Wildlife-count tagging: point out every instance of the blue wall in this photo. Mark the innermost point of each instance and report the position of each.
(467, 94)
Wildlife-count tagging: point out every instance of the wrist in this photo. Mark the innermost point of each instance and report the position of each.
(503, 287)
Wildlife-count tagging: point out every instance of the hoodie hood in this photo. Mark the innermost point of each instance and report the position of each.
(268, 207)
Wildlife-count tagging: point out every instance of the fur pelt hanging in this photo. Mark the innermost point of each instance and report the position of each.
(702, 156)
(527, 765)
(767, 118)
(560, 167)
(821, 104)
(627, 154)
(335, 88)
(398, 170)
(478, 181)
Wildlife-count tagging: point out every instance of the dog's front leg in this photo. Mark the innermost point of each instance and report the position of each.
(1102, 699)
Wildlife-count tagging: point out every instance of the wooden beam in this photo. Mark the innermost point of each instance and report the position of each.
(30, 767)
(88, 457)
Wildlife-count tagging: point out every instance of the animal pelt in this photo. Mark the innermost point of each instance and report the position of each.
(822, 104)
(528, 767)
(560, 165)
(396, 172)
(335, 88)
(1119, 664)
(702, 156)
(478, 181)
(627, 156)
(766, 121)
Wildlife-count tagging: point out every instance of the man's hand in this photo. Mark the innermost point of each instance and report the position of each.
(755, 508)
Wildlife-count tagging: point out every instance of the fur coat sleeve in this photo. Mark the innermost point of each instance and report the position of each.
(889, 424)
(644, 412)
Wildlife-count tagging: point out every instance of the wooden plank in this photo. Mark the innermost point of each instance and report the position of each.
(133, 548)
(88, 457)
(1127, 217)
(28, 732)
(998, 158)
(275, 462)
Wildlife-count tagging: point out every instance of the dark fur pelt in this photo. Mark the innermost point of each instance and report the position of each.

TASK REQUIREMENTS
When you copy the material, keep every line exactly as it stands.

RESPONSE
Wildlife-count tagging: point out every instance of the blue wall in this photo. Mark the innermost point of each instance and report the position of each.
(467, 94)
Wildlife-count tagging: point out every instance of the wrist in this photo. Mark the innermost point of each instance and report the position of each.
(503, 287)
Wildlife-count tagging: point out every instance of the hoodie hood in this photo. Mark the innermost point of each instance and report the position of each.
(268, 207)
Wildlife-count tagging: point out every instance of the fur pelt hanging in this photo. Mark the innermost point of each instance and report the position of each.
(702, 156)
(527, 765)
(767, 118)
(560, 167)
(821, 104)
(627, 154)
(335, 88)
(398, 170)
(478, 181)
Wildlife-count tagging: point out every instance of the dog's front leg in this photo. Mark the innermost point of each instance and report the position of each.
(1102, 699)
Wildlife-count tagging: point out every instance of the wooden beam in this photo. Mark the innermost point of each instance and report the position of each.
(30, 767)
(88, 457)
Wildlife-count tagging: point out every instance of the animal pelt in this photo. Mark the innermost point of each instance and report the position of each.
(822, 104)
(528, 767)
(560, 165)
(396, 172)
(335, 88)
(1119, 664)
(702, 156)
(478, 181)
(627, 156)
(766, 121)
Wildlife-count tagging: point out every instance of the man's hand in this photo. Mark the innermost point of each instance and report the position of each.
(755, 508)
Wildlife-count tagging: point out every instance of the fur coat sleeve in this photo. Mark the innermost point of each instance and report the position of each.
(889, 424)
(644, 412)
Wildlife-count tagging: point out every instance of the wooden plank in this photo. Mark the innermost point of each instance and report the position of each.
(133, 548)
(88, 457)
(1127, 217)
(28, 732)
(998, 158)
(275, 462)
Wildlife-count tagging: point out every instance of the dark fur pelt in this photo. Mark the innermost point of each instance and report the position of each.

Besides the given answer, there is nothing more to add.